Directions:
Copy the records below line for line, changing nothing.
# Material to process start
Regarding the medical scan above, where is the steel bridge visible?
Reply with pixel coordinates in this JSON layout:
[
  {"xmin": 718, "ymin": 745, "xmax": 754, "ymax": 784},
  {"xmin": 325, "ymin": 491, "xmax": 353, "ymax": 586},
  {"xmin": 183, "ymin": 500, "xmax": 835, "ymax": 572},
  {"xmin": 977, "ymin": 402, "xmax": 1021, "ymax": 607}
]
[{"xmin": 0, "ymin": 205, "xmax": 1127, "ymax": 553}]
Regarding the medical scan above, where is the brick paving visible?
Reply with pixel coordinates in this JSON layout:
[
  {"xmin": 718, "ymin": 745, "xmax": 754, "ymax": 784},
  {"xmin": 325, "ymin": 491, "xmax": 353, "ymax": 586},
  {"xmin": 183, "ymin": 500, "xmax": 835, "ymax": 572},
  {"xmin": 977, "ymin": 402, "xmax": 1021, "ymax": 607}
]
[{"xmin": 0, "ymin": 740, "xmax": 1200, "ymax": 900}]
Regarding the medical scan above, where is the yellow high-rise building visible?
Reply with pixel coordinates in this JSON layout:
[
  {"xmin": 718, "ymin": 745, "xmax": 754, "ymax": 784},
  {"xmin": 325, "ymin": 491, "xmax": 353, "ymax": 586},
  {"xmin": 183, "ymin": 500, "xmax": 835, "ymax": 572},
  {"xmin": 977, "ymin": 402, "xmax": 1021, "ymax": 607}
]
# Material to process end
Answer to the task:
Regarding the medical scan above, where is the steel bridge visible?
Reply with pixel coordinates in this JSON layout:
[
  {"xmin": 718, "ymin": 745, "xmax": 754, "ymax": 784},
  {"xmin": 325, "ymin": 491, "xmax": 353, "ymax": 586},
  {"xmin": 183, "ymin": 500, "xmax": 835, "ymax": 572},
  {"xmin": 977, "ymin": 402, "xmax": 1021, "ymax": 607}
]
[{"xmin": 0, "ymin": 205, "xmax": 1127, "ymax": 553}]
Regarding the medical scan above, where is the brick paving visible?
Reply with pixel coordinates in this JSON layout:
[
  {"xmin": 718, "ymin": 745, "xmax": 754, "ymax": 784},
  {"xmin": 325, "ymin": 491, "xmax": 353, "ymax": 586},
  {"xmin": 183, "ymin": 500, "xmax": 835, "ymax": 572},
  {"xmin": 977, "ymin": 402, "xmax": 1021, "ymax": 607}
]
[{"xmin": 0, "ymin": 740, "xmax": 1200, "ymax": 900}]
Regarding the medical scan above, where is the yellow high-rise building visible?
Reply with pixel coordinates in this JSON layout:
[
  {"xmin": 718, "ymin": 745, "xmax": 754, "ymax": 784},
  {"xmin": 325, "ymin": 491, "xmax": 353, "ymax": 586},
  {"xmin": 183, "ymin": 500, "xmax": 835, "ymax": 572},
  {"xmin": 977, "ymin": 402, "xmax": 1021, "ymax": 607}
]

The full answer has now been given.